======== Passage shown ========

With ultrafast pulses, it's possible to write bits in picoseconds—100 times faster than today's technologies

2 min read

All-optical switching. Data is stored in the form of ‘bits’, which contains digital 0 (North Poles down) or 1 (North Poles up). Data writing is achieved by ‘switching’ the direction of the poles via the application of short laser pulses (in red).
Illustration: Eindhoven University of Technology

Zapping a magnetic nanowire with an ultrafast laser can create a new type of fast, efficient memory, according to researchers in the Netherlands.

Light has long been used to move data around quickly, and with the growing number of devices in the Internet of Things, the demand for moving data around a chip is soaring. It’s faster and more energy efficient if that can be done without adding extra electronics to convert the light into an electrical signal. “The problem is you cannot store light, it’s very difficult,” says Mark Lalieu, a PhD candidate in applied physics at Eindhoven University of Technology and an author of a recent paper on the work in Nature Communications. He and his colleagues have designed a device to act as an on-chip buffer, a sort of random-access memory for light pulses.

The technologies the team is working with have both been around for several years. One is using femtosecond pulses of light to flip the direction of magnetization within a material. Unfortunately, it can take several laser pulses to achieve the switching, so the writing time for a bit is long. The other technology is a so-called racetrack memory, a length of wire in which bits of memory are moved along by electrical current, at rates greater than a kilometer per second.

======== Entries provided ========

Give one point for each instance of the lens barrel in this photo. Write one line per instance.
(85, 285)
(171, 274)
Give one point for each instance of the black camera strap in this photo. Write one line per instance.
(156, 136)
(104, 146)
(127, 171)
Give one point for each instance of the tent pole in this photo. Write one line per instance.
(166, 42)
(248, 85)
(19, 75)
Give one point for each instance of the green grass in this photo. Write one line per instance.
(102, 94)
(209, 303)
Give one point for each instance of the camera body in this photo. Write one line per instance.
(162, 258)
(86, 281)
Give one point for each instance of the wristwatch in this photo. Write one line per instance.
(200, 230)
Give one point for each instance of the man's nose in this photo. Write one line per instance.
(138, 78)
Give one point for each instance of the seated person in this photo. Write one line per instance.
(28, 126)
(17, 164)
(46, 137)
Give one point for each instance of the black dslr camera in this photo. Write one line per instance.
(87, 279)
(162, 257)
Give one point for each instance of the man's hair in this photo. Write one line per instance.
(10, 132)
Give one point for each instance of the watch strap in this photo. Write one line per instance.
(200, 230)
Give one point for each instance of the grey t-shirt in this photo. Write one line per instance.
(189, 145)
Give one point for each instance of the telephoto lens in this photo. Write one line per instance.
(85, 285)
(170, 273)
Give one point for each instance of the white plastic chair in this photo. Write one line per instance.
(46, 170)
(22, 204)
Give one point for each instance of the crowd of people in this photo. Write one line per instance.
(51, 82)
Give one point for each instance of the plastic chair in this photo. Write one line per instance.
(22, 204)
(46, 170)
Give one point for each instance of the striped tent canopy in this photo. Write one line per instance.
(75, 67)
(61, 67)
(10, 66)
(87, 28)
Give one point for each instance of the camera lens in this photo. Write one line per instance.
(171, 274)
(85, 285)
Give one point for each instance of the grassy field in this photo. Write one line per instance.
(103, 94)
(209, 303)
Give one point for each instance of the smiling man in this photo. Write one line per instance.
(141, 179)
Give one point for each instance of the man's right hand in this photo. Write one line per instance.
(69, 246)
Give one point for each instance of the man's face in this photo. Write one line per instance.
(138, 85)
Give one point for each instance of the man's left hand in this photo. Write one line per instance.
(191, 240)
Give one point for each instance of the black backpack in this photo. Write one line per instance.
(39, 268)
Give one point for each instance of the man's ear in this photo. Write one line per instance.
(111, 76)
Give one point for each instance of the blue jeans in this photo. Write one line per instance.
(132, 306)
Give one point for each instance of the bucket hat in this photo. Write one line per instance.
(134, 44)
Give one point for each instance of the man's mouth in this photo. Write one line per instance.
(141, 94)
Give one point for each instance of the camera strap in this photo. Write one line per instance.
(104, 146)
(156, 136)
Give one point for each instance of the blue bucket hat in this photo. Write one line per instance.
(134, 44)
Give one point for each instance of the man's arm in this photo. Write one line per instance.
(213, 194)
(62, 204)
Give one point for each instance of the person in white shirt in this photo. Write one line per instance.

========

Continue the ultrafast magnetic memory article after its last sentence.

Lalieu, along with his professors Bert Koopmans and Reinoud Lavrijsen, combined the two technologies, and used a synthetic ferromagnet for the nanowire. The wire consists of a layer of cobalt and a layer of gallium, which are magnetized in opposite directions. Hitting the wire with a laser pulse heats the material, causing the magnetic spin of the two materials to interact with each other and flip to the opposite of whatever it was before, creating the 1s and 0s of digital logic.

As each bit is written, the electrical current in the wire moves it along, leaving an empty space for the next bit, so neither the wire nor the laser have to move. The upshot is that bits can be written in picoseconds, somewhere from 100 to 1,000 times faster than current technology.

The prototype the team built used micron-sized wires. To use it on chips, they’ll have to shrink it down to nanometer scale and combine it with chip-scale fast lasers.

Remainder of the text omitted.